Written instruction 1: Put each line of the records into a numbered list, leaving out blank lines and the pictures.

** BEGIN Article **

The Elastic Stack (Elasticsearch, Logstash, Kibana—collectively known as ELK) has been the default choice for self-hosted logging for over a decade. The ecosystem is mature, the community is massive, and Kibana’s visualization capabilities are truly powerful. It’s fully self-hostable, and Elastic offers official Docker images and Helm charts that make deployment straightforward. The only downside is its relative complexity to set up. ELK is operationally heavy. From fine-tuning Elasticsearch to deploying and managing dashboards, the effort is considerable. For a team with dedicated platform engineers, ELK can be an excellent choice. For a small product team trying to ship features while also managing infrastructure, the operational burden was too high.

The same goes for the Grafana Stack (Loki, Tempo, Prometheus, Grafana). It meant more moving parts than we could confidently maintain.

This is where things got interesting. A new generation of observability platforms has emerged in the last few years, built from the ground up on OpenTelemetry for data collection and ClickHouse for storage.

SigNoz checked every box on our requirements list. It’s fully open-source. It’s OTel-native, ingesting traces, metrics, and logs through standard OTel protocols without any translation layer. It’s self-hostable via Docker Compose for small deployments or Kubernetes with Helm for larger ones. The UI provides a unified view of logs, traces, and metrics with end-to-end correlation: click on a trace span and see the associated logs, click on a log line and jump to the parent trace. Query performance is excellent thanks to the ClickHouse backend, which handles the high-cardinality data that observability generates.

** END Article **

Written instruction 2: What does the logging article name as the only downside of the Elastic Stack?

** BEGIN Data for processing **

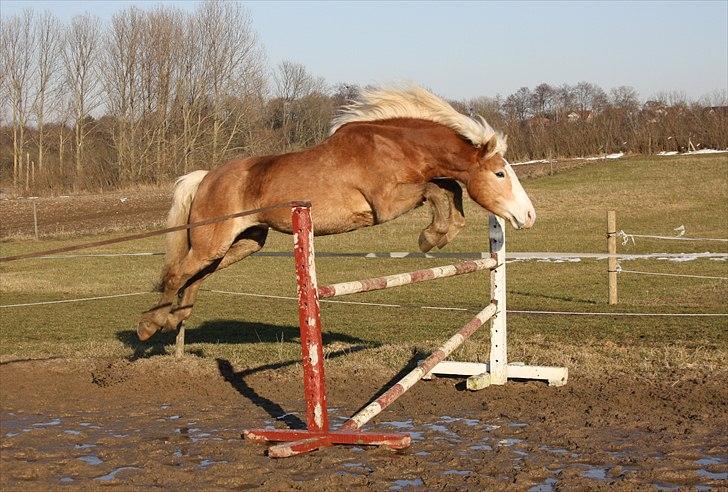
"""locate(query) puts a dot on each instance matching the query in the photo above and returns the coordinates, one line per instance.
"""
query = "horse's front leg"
(456, 221)
(446, 204)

** END Data for processing **

Correct response 1:
1. """locate(query) puts a dot on each instance matching the query in the photo above and returns the coordinates, one line per instance.
2. """
3. query = "horse's front leg"
4. (456, 221)
5. (446, 204)

Correct response 2: Its relative complexity to set up.